=== DIRECTIONS ===
The whole listing below is to be repeated without alteration.

━━ MATERIAL SHOWN

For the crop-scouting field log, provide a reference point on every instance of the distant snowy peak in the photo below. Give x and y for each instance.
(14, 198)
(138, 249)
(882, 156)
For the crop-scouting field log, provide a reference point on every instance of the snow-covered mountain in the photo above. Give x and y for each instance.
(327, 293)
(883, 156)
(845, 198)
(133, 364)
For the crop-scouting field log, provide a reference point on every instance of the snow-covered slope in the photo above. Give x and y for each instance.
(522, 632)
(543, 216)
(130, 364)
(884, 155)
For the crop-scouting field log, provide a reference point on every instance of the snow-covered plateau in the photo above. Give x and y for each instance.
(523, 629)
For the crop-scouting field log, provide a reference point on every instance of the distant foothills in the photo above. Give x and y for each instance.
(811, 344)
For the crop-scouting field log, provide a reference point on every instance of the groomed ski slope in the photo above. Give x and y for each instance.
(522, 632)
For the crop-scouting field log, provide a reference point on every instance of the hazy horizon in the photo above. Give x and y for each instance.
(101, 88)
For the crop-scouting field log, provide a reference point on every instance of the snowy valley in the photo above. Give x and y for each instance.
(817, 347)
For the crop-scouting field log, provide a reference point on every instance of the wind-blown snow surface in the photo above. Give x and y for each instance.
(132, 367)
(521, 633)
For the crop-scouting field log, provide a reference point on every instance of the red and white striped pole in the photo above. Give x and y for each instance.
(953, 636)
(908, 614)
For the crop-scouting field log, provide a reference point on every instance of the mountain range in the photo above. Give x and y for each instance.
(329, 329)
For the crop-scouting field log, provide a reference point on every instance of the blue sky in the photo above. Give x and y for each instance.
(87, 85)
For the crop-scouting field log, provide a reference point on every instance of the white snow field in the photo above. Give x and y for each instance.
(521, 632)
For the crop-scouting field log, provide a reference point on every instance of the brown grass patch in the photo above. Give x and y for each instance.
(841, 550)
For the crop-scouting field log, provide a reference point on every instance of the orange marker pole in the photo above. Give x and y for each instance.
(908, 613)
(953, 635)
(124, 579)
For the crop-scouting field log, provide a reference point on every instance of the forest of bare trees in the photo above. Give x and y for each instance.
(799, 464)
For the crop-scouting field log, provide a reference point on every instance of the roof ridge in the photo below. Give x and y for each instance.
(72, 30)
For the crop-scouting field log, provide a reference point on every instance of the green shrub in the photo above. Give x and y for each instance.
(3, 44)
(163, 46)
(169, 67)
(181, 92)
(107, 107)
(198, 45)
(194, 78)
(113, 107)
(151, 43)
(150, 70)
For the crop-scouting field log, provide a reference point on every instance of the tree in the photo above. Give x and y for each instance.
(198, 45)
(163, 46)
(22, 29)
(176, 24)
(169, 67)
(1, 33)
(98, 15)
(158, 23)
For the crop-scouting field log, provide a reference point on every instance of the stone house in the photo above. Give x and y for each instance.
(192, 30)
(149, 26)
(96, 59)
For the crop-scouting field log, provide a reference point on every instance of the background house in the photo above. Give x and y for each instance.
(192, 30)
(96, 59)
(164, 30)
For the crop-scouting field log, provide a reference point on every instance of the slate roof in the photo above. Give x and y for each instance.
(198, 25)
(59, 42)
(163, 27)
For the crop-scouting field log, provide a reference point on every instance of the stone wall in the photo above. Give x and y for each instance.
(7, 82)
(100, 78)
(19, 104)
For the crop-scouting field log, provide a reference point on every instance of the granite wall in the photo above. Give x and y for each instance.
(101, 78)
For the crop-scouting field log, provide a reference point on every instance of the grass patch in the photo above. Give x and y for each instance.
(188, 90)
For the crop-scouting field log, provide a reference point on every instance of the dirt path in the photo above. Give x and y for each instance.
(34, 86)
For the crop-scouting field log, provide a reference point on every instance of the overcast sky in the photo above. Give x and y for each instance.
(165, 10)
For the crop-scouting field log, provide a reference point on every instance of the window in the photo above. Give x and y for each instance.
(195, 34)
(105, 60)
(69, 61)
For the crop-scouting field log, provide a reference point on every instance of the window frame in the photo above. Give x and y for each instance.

━━━━

=== OUTPUT OF THE EXERCISE ===
For the crop-scouting field log, provide a reference point on every instance of the distant snowy peak in the photo below. Give x and y for each instance.
(14, 198)
(138, 249)
(882, 156)
For the crop-scouting field log, provide a reference point on every instance of the snow-covered mountain in the photo above. Give x and y for each instance.
(327, 293)
(883, 156)
(845, 198)
(133, 364)
For the crop-scouting field log, provide a reference point on every instance of the snow-covered slope in the photo above. Give x and y for each instance.
(522, 632)
(543, 216)
(130, 364)
(884, 155)
For the crop-scouting field log, provide a reference point on every instance of the snow-covered plateau in the photo above. Give x and y for each instance.
(523, 629)
For the crop-scouting field log, provide a reference point on every instance of the distant foothills in the photo above. Give x and y for each instance.
(811, 344)
For the crop-scouting field log, provide a reference point on every instance of the groomed ski slope in the photo above. Give x and y for each instance.
(522, 632)
For the crop-scouting field log, provide a reference point on every instance of the hazy horizon in the photo above. Give x and y for each instance.
(101, 88)
For the crop-scouting field log, provide a reference point on every instance of the snowy valley in the photo above. Give x and y for each instance.
(817, 347)
For the crop-scouting field log, provide a reference point on every instance of the wind-blown snow surface in the photo above. Give x and y for each instance.
(132, 367)
(521, 633)
For the crop-scouting field log, provide a reference point on every instance of the red and white striped pole in the photo above. Give x and y for each instance.
(953, 636)
(908, 614)
For the crop-scouting field log, provide a reference point on every instance of the mountain range in the photo above. Give x and y for each instance.
(329, 329)
For the crop-scouting field log, provide a reference point on every instance of the blue sky in the photo above. Give x and y for each instance.
(87, 85)
For the crop-scouting field log, provide a reference point on every instance of the white snow field in the photo above. Give x and y for each instance.
(521, 632)
For the crop-scouting field log, provide a reference point on every instance of the brown grass patch in the photo above. Give x and y for each instance.
(841, 550)
For the crop-scouting field log, provide a reference point on every instance of the orange marker pole in the photo above. Give x and y for each instance.
(908, 613)
(953, 635)
(124, 579)
For the crop-scouting field log, provide a reference point on every instance of the forest of bare trees in the photo above. Give x and y for each instance.
(799, 464)
For the crop-scouting field log, provide a reference point on every instance of the roof ridge in the photo below. Give x and y for each instance.
(72, 30)
For the crop-scouting field log, provide a reference point on every instance of the green shrub in the photo above. Give x and y for each instance.
(3, 44)
(163, 46)
(169, 67)
(181, 92)
(107, 107)
(198, 45)
(194, 78)
(113, 107)
(151, 43)
(150, 70)
For the crop-scouting field log, provide a reference point on every instance of the tree in the photo above. Give x and y for each instance.
(198, 45)
(163, 46)
(22, 29)
(176, 24)
(169, 67)
(1, 33)
(98, 15)
(158, 23)
For the crop-scouting field log, provide a reference point on every instance of the stone house in the photo above. Give x and y for each instance.
(192, 30)
(149, 26)
(96, 59)
For the crop-scouting field log, provide a reference point on every instance of the background house in the photo above. Give x and y for each instance.
(192, 30)
(96, 59)
(164, 30)
For the crop-scouting field log, provide a reference point on every instance of the slate roof in the photo above. Give x and y for each instance.
(198, 25)
(59, 42)
(163, 27)
For the crop-scouting field log, provide a reference point on every instance of the stone wall in the photo above. Give x and y for each instance.
(7, 82)
(100, 78)
(19, 104)
For the crop-scouting field log, provide a reference point on every instance of the granite wall in the photo above. Give x and y for each instance.
(101, 78)
For the crop-scouting field log, provide a reference point on every instance of the grass patch in the photo above. Give x and y for each instance.
(188, 90)
For the crop-scouting field log, provide a reference point on every instance of the dirt path in the photo above. Give x and y for each instance.
(34, 86)
For the crop-scouting field log, provide a reference point on every instance of the overcast sky in the photo above. Give x and y for each instance.
(165, 10)
For the crop-scouting field log, provide a reference point on every instance of the window in the photo above. Give x and y for each instance.
(195, 34)
(105, 60)
(69, 61)
For the crop-scouting field log, provide a reference point on every instance of the window frame in the photo above. Give x and y for each instance.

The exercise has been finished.